== PROVIDED DATA ==

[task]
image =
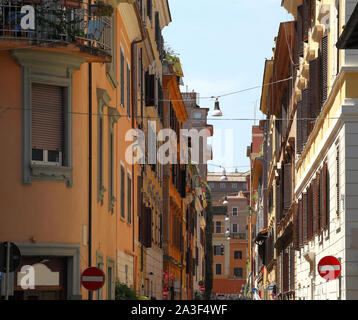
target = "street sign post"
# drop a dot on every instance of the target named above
(329, 268)
(10, 257)
(92, 278)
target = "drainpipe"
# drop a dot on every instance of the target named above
(90, 293)
(134, 98)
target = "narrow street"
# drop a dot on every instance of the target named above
(199, 153)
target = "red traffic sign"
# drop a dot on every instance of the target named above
(329, 268)
(92, 278)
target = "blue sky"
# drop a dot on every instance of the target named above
(222, 45)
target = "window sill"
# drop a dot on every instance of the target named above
(51, 173)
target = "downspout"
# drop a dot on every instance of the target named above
(90, 293)
(134, 98)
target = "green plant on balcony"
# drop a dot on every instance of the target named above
(102, 9)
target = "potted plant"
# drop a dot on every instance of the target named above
(102, 9)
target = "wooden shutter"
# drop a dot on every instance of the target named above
(314, 207)
(296, 228)
(321, 202)
(300, 221)
(310, 213)
(314, 92)
(299, 137)
(323, 70)
(278, 198)
(324, 196)
(305, 115)
(148, 227)
(128, 91)
(305, 216)
(149, 89)
(47, 117)
(318, 202)
(122, 76)
(287, 185)
(306, 18)
(123, 192)
(299, 31)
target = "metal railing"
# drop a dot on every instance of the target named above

===

WORK INSTRUCTIONS:
Rewrite all of the data above, changing "narrow street" to "alleyway" and keeping everything else the same. Leave the pictures out.

THE ANSWER:
[task]
image =
target = "street sign post"
# drop a dot on every instance of the target named above
(329, 268)
(10, 257)
(92, 278)
target = "drainpipe"
# drop a dot on every instance of the target named above
(90, 293)
(134, 98)
target = "alleyway"
# drop a dot on every instance of the target named above
(199, 153)
target = "red traffic sign"
# drop a dot on every instance of the target named above
(329, 268)
(92, 278)
target = "blue sky"
# drop a dot on every instance of the target named above
(222, 45)
target = "window sill"
# drop a dot on every instance of the target named above
(51, 173)
target = "downspout"
# drop a dot on every instance of the target named above
(90, 293)
(134, 98)
target = "green plant on balcony"
# drop a dot on every instance of the target named above
(102, 9)
target = "potted plant"
# drop a dot on every instance of the target named above
(102, 9)
target = "wooden shutter"
# drop a dot on every instance of the target named above
(314, 207)
(296, 228)
(321, 202)
(300, 221)
(310, 213)
(314, 92)
(299, 137)
(323, 70)
(278, 198)
(324, 196)
(305, 115)
(148, 227)
(128, 91)
(305, 216)
(149, 89)
(47, 117)
(318, 202)
(122, 76)
(287, 185)
(306, 18)
(123, 192)
(299, 31)
target = "metal railing"
# drop a dot on every instance of the target named above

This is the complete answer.